What the task requires:
The answer must be a single number: how many lines in the records below contain the word "dark".

===== Records provided =====

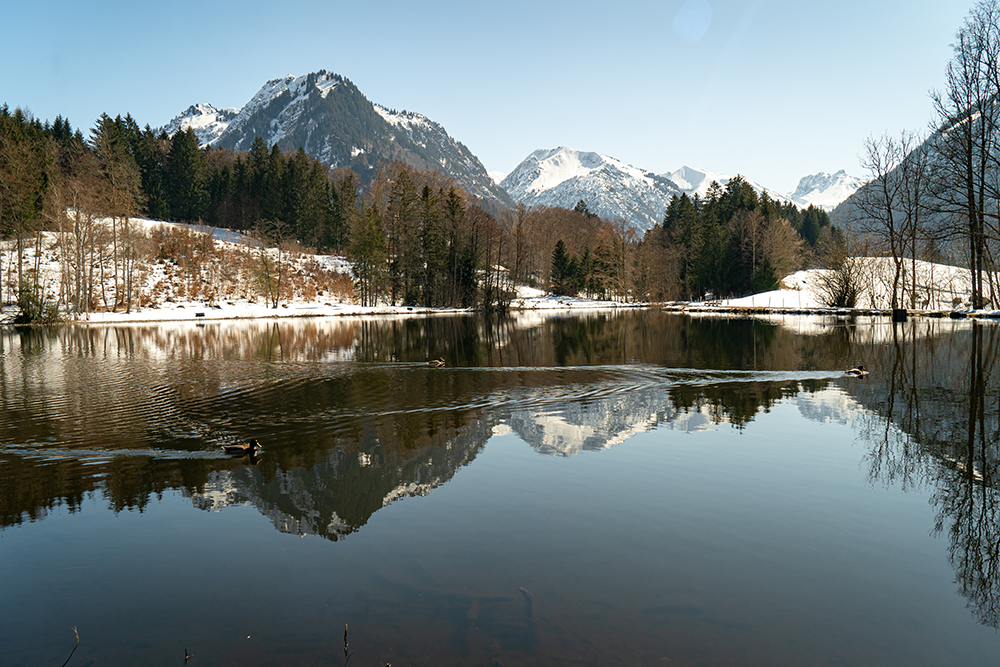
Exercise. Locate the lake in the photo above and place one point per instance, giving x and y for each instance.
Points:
(606, 488)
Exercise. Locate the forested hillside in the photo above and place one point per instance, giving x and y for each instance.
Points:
(413, 237)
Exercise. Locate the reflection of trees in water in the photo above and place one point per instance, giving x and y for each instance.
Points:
(935, 422)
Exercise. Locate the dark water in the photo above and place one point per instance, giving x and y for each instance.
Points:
(608, 489)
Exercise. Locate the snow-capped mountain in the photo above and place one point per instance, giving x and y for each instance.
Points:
(693, 181)
(825, 190)
(610, 188)
(331, 120)
(207, 122)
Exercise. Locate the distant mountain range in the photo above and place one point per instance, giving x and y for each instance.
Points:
(612, 189)
(331, 120)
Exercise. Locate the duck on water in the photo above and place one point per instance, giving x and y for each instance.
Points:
(250, 448)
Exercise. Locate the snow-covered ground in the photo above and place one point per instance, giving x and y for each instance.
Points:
(320, 286)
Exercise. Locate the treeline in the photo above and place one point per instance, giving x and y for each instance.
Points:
(415, 238)
(731, 242)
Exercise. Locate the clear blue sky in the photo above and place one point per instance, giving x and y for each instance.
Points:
(771, 89)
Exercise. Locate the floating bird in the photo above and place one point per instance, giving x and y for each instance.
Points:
(243, 449)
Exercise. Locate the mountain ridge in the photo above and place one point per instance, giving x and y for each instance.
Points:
(329, 117)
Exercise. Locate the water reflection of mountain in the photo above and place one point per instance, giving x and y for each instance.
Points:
(355, 419)
(337, 495)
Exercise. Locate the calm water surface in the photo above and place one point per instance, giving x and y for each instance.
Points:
(608, 489)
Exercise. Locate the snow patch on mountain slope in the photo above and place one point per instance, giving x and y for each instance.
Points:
(207, 122)
(824, 190)
(610, 188)
(694, 181)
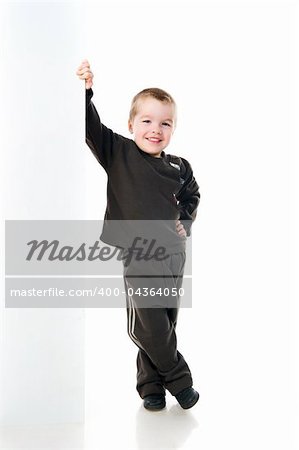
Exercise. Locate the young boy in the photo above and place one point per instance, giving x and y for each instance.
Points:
(145, 184)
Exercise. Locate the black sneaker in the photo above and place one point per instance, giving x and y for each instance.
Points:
(154, 402)
(187, 398)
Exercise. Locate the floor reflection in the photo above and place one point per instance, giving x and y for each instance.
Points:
(169, 428)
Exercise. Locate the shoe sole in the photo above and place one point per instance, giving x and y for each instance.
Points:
(155, 408)
(191, 404)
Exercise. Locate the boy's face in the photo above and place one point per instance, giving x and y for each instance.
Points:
(153, 125)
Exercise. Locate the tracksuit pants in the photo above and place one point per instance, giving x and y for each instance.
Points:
(152, 319)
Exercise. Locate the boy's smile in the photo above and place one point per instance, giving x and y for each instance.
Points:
(153, 125)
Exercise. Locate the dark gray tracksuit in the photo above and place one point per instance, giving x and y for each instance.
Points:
(141, 187)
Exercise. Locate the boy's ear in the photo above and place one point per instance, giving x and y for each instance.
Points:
(130, 126)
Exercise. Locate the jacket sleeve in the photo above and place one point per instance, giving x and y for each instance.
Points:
(188, 196)
(102, 141)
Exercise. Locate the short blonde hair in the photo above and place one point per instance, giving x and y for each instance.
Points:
(158, 94)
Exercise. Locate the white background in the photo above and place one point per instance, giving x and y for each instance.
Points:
(233, 69)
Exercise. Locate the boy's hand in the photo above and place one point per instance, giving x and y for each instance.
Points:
(84, 73)
(180, 229)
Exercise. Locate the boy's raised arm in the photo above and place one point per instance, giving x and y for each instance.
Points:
(188, 197)
(101, 140)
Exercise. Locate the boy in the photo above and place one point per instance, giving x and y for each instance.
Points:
(145, 184)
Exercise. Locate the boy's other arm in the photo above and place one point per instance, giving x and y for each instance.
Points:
(188, 197)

=====

Task answer:
2